[Labeling and segmentation records]

>>

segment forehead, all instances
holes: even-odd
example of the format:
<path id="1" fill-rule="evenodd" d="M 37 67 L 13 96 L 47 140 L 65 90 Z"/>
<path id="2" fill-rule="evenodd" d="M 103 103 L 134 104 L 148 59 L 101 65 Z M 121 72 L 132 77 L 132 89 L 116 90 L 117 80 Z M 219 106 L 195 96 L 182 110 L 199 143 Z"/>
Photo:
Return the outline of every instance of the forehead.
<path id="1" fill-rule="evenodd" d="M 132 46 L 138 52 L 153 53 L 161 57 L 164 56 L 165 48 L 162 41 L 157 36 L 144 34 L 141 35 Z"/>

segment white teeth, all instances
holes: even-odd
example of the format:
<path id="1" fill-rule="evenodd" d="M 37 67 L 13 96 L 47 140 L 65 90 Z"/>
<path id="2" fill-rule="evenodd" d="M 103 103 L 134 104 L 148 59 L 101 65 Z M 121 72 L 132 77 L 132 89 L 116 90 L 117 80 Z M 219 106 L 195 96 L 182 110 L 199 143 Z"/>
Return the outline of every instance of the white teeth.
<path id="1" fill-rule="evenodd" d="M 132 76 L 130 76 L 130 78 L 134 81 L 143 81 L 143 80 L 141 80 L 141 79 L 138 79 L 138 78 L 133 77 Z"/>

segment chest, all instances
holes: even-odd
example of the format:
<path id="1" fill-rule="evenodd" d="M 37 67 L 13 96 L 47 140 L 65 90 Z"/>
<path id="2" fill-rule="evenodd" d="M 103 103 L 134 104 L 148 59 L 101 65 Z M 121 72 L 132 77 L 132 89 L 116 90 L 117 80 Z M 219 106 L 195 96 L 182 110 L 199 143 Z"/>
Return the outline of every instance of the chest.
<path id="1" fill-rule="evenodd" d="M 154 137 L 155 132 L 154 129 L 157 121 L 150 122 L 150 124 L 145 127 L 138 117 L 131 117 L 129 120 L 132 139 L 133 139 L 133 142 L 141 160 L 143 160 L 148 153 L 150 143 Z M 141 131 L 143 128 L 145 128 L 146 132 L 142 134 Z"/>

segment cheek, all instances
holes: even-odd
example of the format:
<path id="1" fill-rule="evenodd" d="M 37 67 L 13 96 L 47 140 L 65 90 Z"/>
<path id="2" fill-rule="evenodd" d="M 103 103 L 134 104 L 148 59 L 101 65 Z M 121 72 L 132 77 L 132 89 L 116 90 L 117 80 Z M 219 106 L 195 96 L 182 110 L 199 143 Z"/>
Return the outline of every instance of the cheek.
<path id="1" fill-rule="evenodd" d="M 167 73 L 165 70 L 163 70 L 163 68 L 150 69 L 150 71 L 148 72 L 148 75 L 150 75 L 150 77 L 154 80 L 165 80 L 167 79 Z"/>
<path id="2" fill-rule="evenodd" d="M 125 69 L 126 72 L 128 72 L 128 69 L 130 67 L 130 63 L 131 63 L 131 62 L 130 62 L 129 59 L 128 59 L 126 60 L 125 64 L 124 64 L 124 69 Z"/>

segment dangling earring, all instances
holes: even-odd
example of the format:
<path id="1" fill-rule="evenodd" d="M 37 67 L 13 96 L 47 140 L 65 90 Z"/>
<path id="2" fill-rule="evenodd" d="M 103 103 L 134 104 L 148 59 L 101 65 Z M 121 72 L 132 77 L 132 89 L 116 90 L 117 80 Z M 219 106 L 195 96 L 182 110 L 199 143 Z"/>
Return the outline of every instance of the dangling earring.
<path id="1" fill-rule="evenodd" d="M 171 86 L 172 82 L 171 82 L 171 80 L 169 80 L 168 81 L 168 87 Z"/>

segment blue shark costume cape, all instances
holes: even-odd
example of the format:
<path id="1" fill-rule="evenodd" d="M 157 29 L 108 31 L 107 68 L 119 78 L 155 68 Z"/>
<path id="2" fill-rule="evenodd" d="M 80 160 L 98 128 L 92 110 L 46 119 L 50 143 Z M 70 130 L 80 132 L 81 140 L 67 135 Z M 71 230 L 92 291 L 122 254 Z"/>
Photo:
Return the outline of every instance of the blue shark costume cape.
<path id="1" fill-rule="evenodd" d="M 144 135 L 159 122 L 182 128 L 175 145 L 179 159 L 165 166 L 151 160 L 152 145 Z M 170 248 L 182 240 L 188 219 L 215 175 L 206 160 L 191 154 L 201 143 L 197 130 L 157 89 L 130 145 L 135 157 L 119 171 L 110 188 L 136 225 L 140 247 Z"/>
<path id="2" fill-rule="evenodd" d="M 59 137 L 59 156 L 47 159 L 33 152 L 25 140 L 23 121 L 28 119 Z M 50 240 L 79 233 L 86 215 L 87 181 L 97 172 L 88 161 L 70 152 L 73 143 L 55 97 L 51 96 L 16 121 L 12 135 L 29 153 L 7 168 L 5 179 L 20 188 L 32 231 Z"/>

<<

**TO DO:** Can you rewrite all of the lines above as a numbered list, skipping the blank ones?

**OUTPUT FOR THIS TASK:**
1. segment forehead, all instances
2. holes: even-odd
3. example of the format:
4. <path id="1" fill-rule="evenodd" d="M 37 67 L 13 96 L 47 140 L 65 90 Z"/>
5. <path id="2" fill-rule="evenodd" d="M 103 103 L 134 104 L 148 59 L 101 65 Z M 121 72 L 132 77 L 132 89 L 116 90 L 117 80 Z M 219 106 L 195 96 L 182 110 L 199 143 Z"/>
6. Photo:
7. Return the outline of every instance of the forehead.
8. <path id="1" fill-rule="evenodd" d="M 132 46 L 138 52 L 153 53 L 161 57 L 164 56 L 165 48 L 162 41 L 157 36 L 144 34 L 141 35 Z"/>
9. segment white teeth, all instances
10. holes: even-odd
11. example of the format:
12. <path id="1" fill-rule="evenodd" d="M 37 67 L 13 96 L 47 140 L 65 90 Z"/>
13. <path id="2" fill-rule="evenodd" d="M 103 103 L 134 104 L 148 59 L 101 65 Z M 121 72 L 132 77 L 132 89 L 116 90 L 117 80 Z M 219 106 L 195 96 L 182 110 L 199 143 Z"/>
14. Return the outline of every instance of the white teeth.
15. <path id="1" fill-rule="evenodd" d="M 132 76 L 130 76 L 130 78 L 134 81 L 143 81 L 143 80 L 141 80 L 141 79 L 138 79 L 138 78 L 133 77 Z"/>
16. segment chest, all instances
17. holes: even-odd
18. example of the format:
19. <path id="1" fill-rule="evenodd" d="M 37 67 L 13 96 L 47 140 L 65 90 Z"/>
20. <path id="2" fill-rule="evenodd" d="M 103 103 L 134 104 L 148 59 L 101 65 Z M 121 72 L 132 77 L 132 89 L 116 90 L 117 80 Z M 219 106 L 195 96 L 182 110 L 199 143 Z"/>
21. Return the outline of every instance of the chest.
22. <path id="1" fill-rule="evenodd" d="M 154 137 L 155 132 L 154 129 L 157 121 L 150 122 L 150 124 L 145 127 L 138 117 L 131 117 L 129 120 L 132 139 L 133 139 L 133 142 L 141 160 L 143 160 L 148 153 L 150 143 Z M 141 131 L 143 128 L 145 128 L 146 132 L 142 134 Z"/>
23. segment cheek, all instances
24. holes: even-odd
25. example of the format:
26. <path id="1" fill-rule="evenodd" d="M 37 67 L 13 96 L 47 140 L 65 90 Z"/>
27. <path id="2" fill-rule="evenodd" d="M 103 103 L 134 104 L 148 59 L 101 65 Z M 121 72 L 132 77 L 132 89 L 116 90 L 117 80 Z M 219 106 L 195 96 L 182 110 L 199 143 Z"/>
28. Return the outline of every instance of the cheek.
29. <path id="1" fill-rule="evenodd" d="M 167 73 L 165 70 L 163 70 L 163 68 L 150 69 L 150 71 L 148 72 L 148 75 L 150 75 L 150 77 L 154 80 L 165 80 L 167 79 Z"/>
30. <path id="2" fill-rule="evenodd" d="M 125 69 L 126 72 L 128 72 L 128 69 L 130 67 L 130 63 L 131 63 L 131 62 L 130 62 L 129 59 L 128 59 L 126 60 L 125 64 L 124 64 L 124 69 Z"/>
31. segment dangling earring, all instances
32. holes: even-odd
33. example of the format:
34. <path id="1" fill-rule="evenodd" d="M 37 67 L 13 96 L 47 140 L 65 90 Z"/>
35. <path id="2" fill-rule="evenodd" d="M 103 103 L 134 104 L 148 59 L 101 65 Z M 121 72 L 132 77 L 132 89 L 116 90 L 117 80 Z M 219 106 L 195 96 L 182 110 L 199 143 Z"/>
36. Return the outline of every instance of the dangling earring.
37. <path id="1" fill-rule="evenodd" d="M 171 86 L 172 82 L 171 82 L 171 80 L 169 80 L 168 81 L 168 87 Z"/>
38. segment blue shark costume cape, all instances
39. holes: even-odd
40. example of the format:
41. <path id="1" fill-rule="evenodd" d="M 157 29 L 108 31 L 107 68 L 119 78 L 155 68 Z"/>
42. <path id="2" fill-rule="evenodd" d="M 80 160 L 98 128 L 92 110 L 46 119 L 50 143 Z M 70 130 L 80 132 L 81 140 L 67 135 Z M 71 230 L 92 291 L 122 254 Z"/>
43. Photo:
44. Return the outline of every instance of the blue shark costume cape.
45. <path id="1" fill-rule="evenodd" d="M 144 135 L 159 122 L 182 128 L 175 145 L 179 159 L 165 166 L 151 160 L 152 145 Z M 170 248 L 182 240 L 188 219 L 215 175 L 206 160 L 191 154 L 201 143 L 197 130 L 157 89 L 130 145 L 135 157 L 119 171 L 110 188 L 136 225 L 140 247 Z"/>
46. <path id="2" fill-rule="evenodd" d="M 59 137 L 59 156 L 47 159 L 33 152 L 25 140 L 23 121 L 28 119 Z M 50 240 L 79 233 L 86 215 L 87 181 L 97 172 L 88 161 L 70 152 L 73 143 L 55 97 L 51 96 L 16 121 L 12 135 L 29 153 L 7 168 L 5 179 L 20 188 L 32 231 Z"/>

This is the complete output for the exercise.